++++ DATA LISTING ++++

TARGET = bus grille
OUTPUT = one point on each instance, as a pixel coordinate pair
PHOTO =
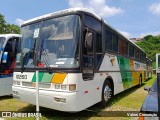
(41, 85)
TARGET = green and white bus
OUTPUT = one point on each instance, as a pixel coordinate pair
(80, 58)
(149, 71)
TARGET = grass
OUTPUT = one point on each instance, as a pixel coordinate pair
(129, 100)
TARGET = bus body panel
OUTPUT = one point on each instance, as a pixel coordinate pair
(6, 85)
(69, 91)
(82, 98)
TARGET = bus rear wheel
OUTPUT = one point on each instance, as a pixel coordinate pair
(106, 93)
(140, 81)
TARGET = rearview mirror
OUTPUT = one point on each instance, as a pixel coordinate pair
(147, 88)
(88, 40)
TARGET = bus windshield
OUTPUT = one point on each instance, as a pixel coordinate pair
(2, 40)
(56, 43)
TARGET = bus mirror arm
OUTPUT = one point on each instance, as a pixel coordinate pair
(88, 40)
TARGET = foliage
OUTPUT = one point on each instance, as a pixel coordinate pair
(6, 28)
(151, 45)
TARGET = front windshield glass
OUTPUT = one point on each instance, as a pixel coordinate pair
(154, 87)
(2, 40)
(57, 43)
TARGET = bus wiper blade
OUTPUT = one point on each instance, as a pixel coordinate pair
(49, 69)
(25, 56)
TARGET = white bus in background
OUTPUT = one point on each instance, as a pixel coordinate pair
(9, 44)
(149, 71)
(80, 58)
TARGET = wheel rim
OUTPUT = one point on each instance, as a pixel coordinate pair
(107, 93)
(140, 81)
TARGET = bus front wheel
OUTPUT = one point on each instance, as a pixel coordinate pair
(140, 80)
(106, 93)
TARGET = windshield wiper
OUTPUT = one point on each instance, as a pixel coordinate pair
(49, 69)
(25, 54)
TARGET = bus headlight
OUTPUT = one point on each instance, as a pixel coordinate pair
(14, 82)
(63, 87)
(57, 86)
(72, 87)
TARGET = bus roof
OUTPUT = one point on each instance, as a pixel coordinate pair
(10, 35)
(71, 10)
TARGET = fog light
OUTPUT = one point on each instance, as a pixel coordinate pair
(63, 87)
(72, 87)
(14, 82)
(63, 100)
(15, 93)
(18, 83)
(56, 99)
(57, 86)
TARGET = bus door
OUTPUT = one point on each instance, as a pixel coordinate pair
(9, 55)
(88, 54)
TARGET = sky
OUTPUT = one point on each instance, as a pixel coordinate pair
(133, 18)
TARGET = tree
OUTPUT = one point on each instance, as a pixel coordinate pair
(8, 28)
(151, 45)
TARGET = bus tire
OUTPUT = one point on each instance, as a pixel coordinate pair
(140, 80)
(107, 92)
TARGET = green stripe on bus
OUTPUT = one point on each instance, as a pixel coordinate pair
(40, 75)
(47, 77)
(124, 65)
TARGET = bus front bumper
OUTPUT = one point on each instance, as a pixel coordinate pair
(62, 101)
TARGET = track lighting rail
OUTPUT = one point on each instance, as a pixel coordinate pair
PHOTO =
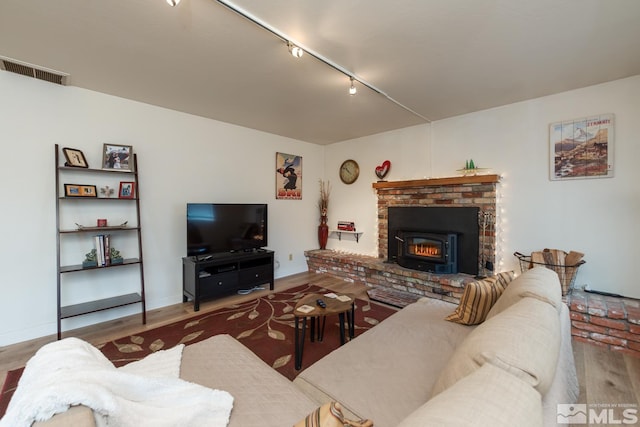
(352, 76)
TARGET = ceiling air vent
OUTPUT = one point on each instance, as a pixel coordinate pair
(34, 71)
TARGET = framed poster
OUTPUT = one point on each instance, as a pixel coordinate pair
(581, 148)
(288, 176)
(78, 190)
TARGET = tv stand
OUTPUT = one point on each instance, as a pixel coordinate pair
(213, 276)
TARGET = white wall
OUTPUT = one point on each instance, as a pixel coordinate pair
(407, 149)
(182, 158)
(598, 217)
(186, 158)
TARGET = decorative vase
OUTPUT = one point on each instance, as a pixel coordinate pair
(323, 232)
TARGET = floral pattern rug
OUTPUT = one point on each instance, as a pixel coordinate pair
(265, 325)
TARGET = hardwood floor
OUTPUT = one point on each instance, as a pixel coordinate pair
(605, 377)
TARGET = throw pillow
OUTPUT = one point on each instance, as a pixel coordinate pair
(478, 298)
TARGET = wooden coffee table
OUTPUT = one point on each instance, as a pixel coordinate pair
(333, 306)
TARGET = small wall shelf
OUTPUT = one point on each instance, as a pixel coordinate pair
(355, 234)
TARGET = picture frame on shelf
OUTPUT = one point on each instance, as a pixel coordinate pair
(127, 190)
(79, 190)
(581, 148)
(117, 157)
(75, 158)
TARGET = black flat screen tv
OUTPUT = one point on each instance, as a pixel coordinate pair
(225, 227)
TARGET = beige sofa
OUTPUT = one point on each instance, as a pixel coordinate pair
(413, 369)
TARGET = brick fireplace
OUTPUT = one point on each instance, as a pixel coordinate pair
(477, 191)
(470, 191)
(612, 323)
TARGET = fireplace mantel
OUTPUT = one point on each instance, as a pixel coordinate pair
(438, 182)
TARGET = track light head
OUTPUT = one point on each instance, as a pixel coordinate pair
(294, 50)
(352, 90)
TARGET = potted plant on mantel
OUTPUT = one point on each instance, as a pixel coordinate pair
(323, 205)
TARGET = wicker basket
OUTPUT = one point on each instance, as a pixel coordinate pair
(566, 273)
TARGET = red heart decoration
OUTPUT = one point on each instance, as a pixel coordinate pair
(383, 169)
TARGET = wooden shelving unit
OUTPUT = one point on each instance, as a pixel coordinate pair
(73, 310)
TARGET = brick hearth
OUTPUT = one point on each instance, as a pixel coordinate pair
(467, 191)
(376, 273)
(609, 322)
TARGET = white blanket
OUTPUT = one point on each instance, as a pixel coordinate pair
(73, 372)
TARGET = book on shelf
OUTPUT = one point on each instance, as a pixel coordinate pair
(103, 249)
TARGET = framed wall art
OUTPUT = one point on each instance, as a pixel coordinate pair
(581, 148)
(117, 157)
(127, 190)
(75, 158)
(79, 190)
(288, 176)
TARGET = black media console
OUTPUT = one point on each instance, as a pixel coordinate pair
(225, 273)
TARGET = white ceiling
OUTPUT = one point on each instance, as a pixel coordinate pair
(439, 58)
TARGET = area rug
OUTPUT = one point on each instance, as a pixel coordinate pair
(265, 325)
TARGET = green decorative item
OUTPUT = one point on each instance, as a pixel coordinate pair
(91, 258)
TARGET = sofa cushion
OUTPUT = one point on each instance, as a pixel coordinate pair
(262, 396)
(487, 397)
(539, 283)
(478, 298)
(388, 372)
(523, 340)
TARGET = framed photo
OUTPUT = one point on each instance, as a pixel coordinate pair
(75, 158)
(288, 176)
(127, 190)
(77, 190)
(117, 157)
(581, 148)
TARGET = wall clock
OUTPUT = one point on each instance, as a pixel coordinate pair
(349, 171)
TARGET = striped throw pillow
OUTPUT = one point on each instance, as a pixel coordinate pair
(478, 298)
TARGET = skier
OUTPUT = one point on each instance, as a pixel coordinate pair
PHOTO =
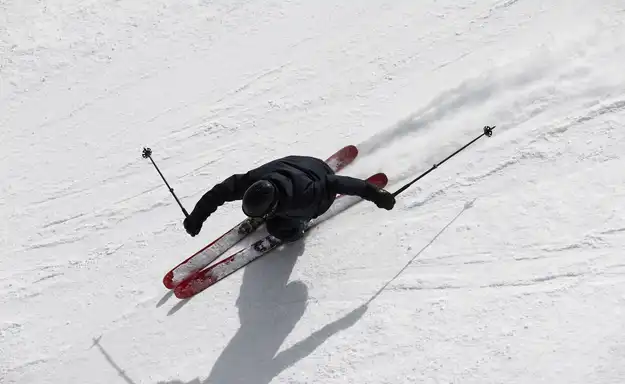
(287, 192)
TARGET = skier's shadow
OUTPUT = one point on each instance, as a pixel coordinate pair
(269, 308)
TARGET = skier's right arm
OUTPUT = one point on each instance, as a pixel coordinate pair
(345, 185)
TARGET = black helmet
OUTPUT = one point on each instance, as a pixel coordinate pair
(260, 199)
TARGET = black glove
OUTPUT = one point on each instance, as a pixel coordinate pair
(192, 224)
(383, 199)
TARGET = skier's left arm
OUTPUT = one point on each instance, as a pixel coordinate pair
(231, 189)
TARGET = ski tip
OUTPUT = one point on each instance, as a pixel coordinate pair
(168, 281)
(183, 292)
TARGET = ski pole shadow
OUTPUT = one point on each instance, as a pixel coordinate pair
(467, 206)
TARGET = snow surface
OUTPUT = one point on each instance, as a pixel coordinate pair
(503, 266)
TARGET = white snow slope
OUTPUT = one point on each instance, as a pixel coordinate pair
(505, 265)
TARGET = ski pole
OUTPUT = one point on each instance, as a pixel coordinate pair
(488, 131)
(147, 154)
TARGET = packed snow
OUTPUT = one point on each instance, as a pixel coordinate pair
(504, 265)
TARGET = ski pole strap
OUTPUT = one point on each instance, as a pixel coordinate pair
(488, 132)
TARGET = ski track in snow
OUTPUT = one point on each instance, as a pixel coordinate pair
(502, 266)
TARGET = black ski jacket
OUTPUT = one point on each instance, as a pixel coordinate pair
(306, 186)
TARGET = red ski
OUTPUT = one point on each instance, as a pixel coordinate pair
(212, 251)
(212, 275)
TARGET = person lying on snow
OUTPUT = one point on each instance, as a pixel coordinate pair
(288, 193)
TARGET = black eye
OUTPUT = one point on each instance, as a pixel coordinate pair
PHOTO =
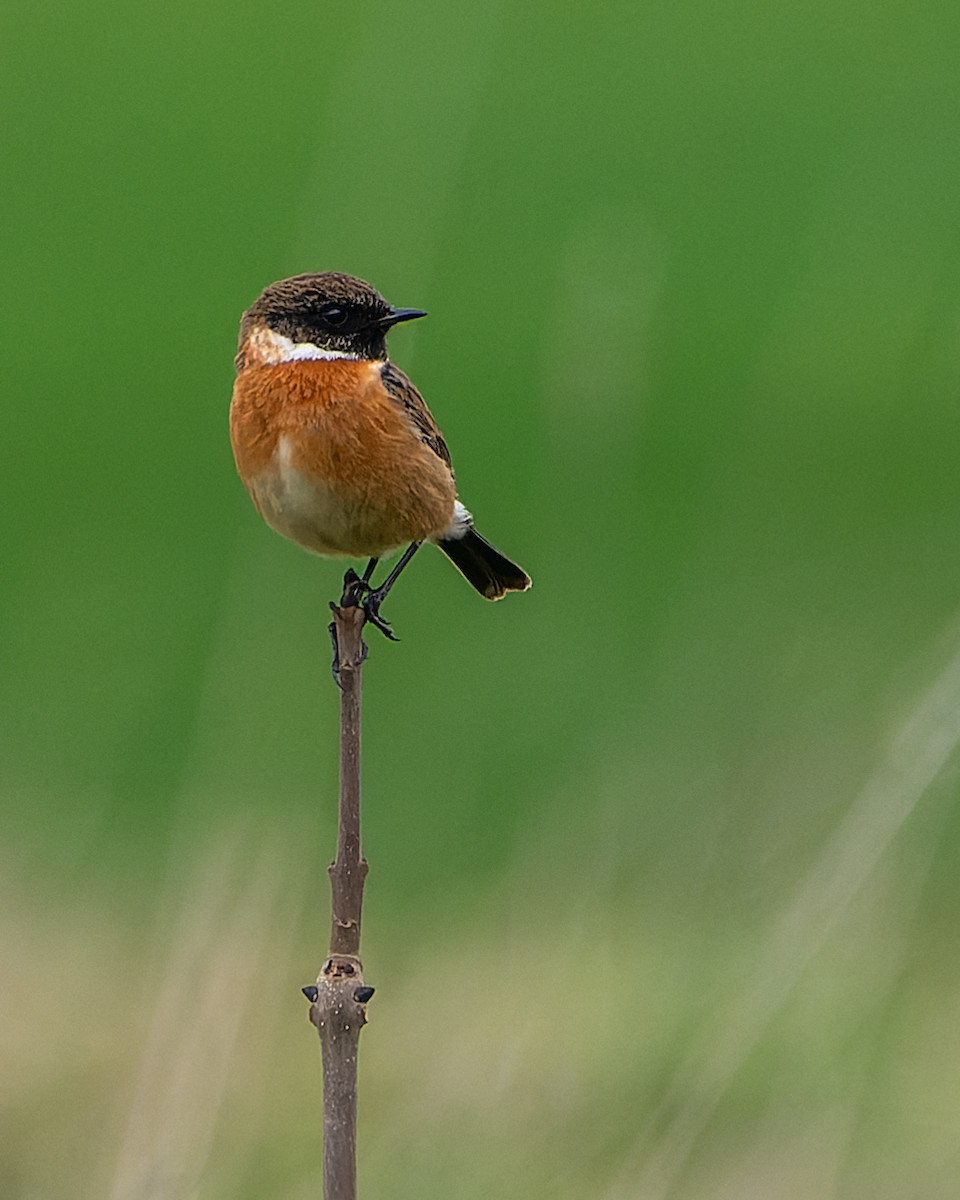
(333, 315)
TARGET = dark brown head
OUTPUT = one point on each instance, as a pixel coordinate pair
(327, 315)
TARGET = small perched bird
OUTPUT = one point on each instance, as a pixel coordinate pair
(337, 448)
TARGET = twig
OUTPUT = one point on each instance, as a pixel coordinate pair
(340, 997)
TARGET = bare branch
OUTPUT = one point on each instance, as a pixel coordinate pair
(339, 1006)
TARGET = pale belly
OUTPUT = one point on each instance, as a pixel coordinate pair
(325, 521)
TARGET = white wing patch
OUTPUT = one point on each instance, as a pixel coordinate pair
(461, 525)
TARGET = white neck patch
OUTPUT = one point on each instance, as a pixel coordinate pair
(269, 347)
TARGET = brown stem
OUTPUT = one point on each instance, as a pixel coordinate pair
(339, 1009)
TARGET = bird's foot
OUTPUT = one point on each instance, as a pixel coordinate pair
(353, 589)
(371, 605)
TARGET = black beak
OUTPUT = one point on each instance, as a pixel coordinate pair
(397, 315)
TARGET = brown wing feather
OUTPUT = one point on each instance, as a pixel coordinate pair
(403, 394)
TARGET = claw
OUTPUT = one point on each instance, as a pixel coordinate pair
(353, 589)
(335, 665)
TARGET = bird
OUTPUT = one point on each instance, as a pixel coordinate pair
(337, 448)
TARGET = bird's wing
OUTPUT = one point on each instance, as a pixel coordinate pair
(406, 396)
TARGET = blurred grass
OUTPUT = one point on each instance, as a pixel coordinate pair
(693, 280)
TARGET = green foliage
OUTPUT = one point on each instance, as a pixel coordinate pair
(693, 281)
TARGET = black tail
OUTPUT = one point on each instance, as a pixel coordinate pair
(490, 571)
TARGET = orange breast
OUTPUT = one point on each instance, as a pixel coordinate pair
(333, 462)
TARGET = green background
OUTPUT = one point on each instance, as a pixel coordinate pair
(664, 855)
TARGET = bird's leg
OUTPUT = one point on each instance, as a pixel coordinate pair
(354, 586)
(373, 599)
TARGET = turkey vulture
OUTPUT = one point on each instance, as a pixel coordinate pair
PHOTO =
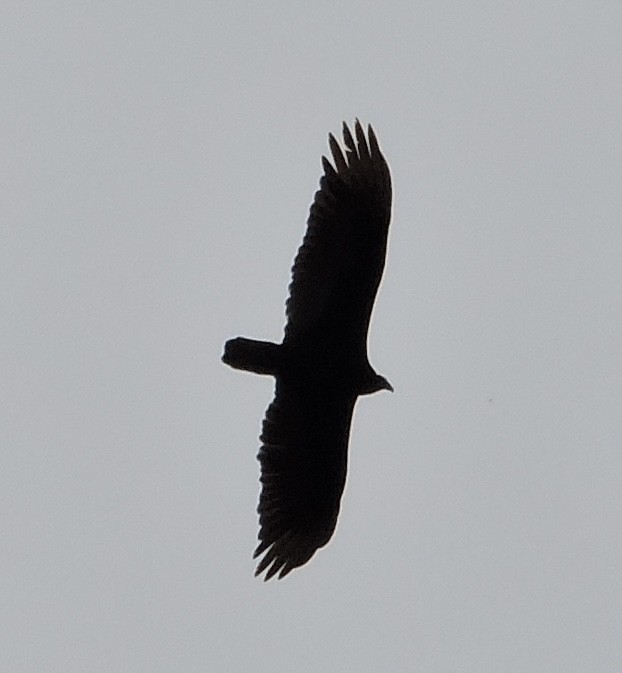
(321, 367)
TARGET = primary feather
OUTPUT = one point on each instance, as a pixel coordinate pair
(321, 367)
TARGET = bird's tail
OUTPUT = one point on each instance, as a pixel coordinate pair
(260, 357)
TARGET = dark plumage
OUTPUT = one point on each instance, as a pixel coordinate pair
(321, 367)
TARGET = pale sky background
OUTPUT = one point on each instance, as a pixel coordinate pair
(158, 161)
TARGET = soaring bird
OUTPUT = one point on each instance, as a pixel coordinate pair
(321, 367)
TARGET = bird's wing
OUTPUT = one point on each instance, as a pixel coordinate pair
(303, 470)
(340, 262)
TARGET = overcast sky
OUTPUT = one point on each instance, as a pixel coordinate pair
(158, 161)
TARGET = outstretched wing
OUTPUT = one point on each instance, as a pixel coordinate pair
(340, 262)
(303, 471)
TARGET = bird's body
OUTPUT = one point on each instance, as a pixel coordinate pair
(321, 367)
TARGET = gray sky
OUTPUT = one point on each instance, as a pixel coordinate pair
(158, 161)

++++

Give the lines of the records above as a numbered list, from the line containing "TARGET = overcast sky" through the end of the records, both included, and leave out any blank lines.

**TASK SOLUTION:**
1. TARGET = overcast sky
2. OUTPUT = one point on each instance, as a pixel coordinate pair
3. (158, 161)
4. TARGET = outstretched wing
5. OUTPUT = one point on each instance, as a pixel coordinate pair
6. (340, 262)
7. (303, 471)
8. TARGET = bird's body
9. OUTPUT = one point on each instance, as a pixel coordinate pair
10. (321, 367)
11. TARGET = gray sky
12. OUTPUT = one point on each instance, as a pixel coordinate pair
13. (158, 161)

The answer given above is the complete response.